## [EXERCISE]
Reproduce all of the material exactly as shown.

--- RECORDS ---

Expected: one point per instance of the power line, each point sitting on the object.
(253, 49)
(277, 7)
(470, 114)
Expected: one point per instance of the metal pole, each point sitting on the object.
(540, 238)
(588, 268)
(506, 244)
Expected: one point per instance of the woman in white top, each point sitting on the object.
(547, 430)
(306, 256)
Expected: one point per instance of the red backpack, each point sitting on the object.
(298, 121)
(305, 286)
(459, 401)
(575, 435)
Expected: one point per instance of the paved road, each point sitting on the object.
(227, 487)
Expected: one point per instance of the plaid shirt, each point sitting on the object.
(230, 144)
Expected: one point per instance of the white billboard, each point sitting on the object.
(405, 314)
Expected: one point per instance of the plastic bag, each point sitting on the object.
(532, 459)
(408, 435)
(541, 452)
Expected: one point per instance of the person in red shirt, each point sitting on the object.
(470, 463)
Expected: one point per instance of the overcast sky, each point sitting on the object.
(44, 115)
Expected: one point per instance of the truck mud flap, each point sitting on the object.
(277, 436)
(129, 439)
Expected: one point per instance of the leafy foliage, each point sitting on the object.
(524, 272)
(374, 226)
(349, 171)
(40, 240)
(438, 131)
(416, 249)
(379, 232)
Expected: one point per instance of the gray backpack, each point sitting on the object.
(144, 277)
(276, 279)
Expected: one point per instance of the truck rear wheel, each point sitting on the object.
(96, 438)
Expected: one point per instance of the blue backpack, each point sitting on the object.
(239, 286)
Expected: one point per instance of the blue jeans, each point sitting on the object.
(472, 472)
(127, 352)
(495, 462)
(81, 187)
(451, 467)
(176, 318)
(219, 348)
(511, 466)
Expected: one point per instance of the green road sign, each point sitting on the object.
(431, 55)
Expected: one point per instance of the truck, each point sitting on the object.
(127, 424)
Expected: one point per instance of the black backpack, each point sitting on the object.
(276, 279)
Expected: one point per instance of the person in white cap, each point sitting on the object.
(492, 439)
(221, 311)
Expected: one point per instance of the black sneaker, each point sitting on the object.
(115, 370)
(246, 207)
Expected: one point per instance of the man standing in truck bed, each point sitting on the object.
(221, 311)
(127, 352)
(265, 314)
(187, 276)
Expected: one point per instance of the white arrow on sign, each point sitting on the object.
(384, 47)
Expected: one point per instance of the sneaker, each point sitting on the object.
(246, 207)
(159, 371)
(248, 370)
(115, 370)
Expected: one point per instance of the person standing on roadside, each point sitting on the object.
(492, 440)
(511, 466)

---

## [RESULT FOR THIS TASK]
Expected: one point per instance of the power line, each point sitting on the object.
(253, 49)
(277, 7)
(470, 114)
Expected: one point per instance of the metal pole, each point sitting on the object.
(540, 238)
(588, 268)
(506, 244)
Expected: one point per instance of the woman in white top, each point sitting on the object.
(547, 430)
(306, 256)
Expected: one point per instance of the red backpack, each point sitting on the object.
(298, 121)
(305, 286)
(459, 401)
(575, 435)
Expected: one point per instance of the paved road, each point sitting on the object.
(227, 487)
Expected: one point per instance of the plaid shirt, each point sitting on the object.
(230, 144)
Expected: one point per instance of the white billboard, each point sitting on the object.
(405, 314)
Expected: one point per instance of the plastic bag, each point sitting on the object.
(532, 459)
(408, 435)
(541, 452)
Expected: one point per instance of the person in red shirt, each point sitting on the object.
(470, 463)
Expected: one point per instance of the overcast sky, each point sitting on the object.
(44, 115)
Expected: one point per instance of the truck mud flap, each point sitting on the object.
(277, 436)
(129, 439)
Expected: one point per instance of the leafy foliage, each point sitting on the object.
(524, 272)
(374, 226)
(349, 171)
(40, 240)
(438, 131)
(416, 249)
(379, 232)
Expected: one point per instance of the gray backpack, each point sitting on the object.
(144, 277)
(276, 279)
Expected: one point per instance of the truck rear wheel, each point sitting on the object.
(96, 438)
Expected: one point per instance of the blue backpack, each point sitting on the object.
(239, 286)
Expected: one point per instance of the blue jeans, each point sitting on the object.
(472, 472)
(127, 352)
(495, 462)
(81, 187)
(451, 467)
(176, 318)
(219, 348)
(511, 466)
Expected: one point per instance of the green road sign, each point sitting on the object.
(431, 55)
Expected: one point per instance of the truck, each point sitting on the object.
(127, 424)
Expected: one point per instance of the black backpack, each point sitting on the object.
(276, 279)
Expected: one point per instance of the person in white cap, each point sitting on the object.
(492, 439)
(221, 311)
Expected: one point per instance of the black sneaker, each point sitting on the object.
(115, 370)
(246, 207)
Expected: one point per instance of the man standing in truck bed, each point sitting on the object.
(221, 311)
(127, 352)
(265, 314)
(187, 276)
Expected: one point per instance of the white arrow on sign, each point sitting on the object.
(384, 47)
Expected: one point per instance of the sneaker, each point sitting on the object.
(246, 207)
(159, 371)
(248, 370)
(115, 370)
Expected: one point per instance of the person standing on roadside, each point sitting on the object.
(492, 440)
(511, 466)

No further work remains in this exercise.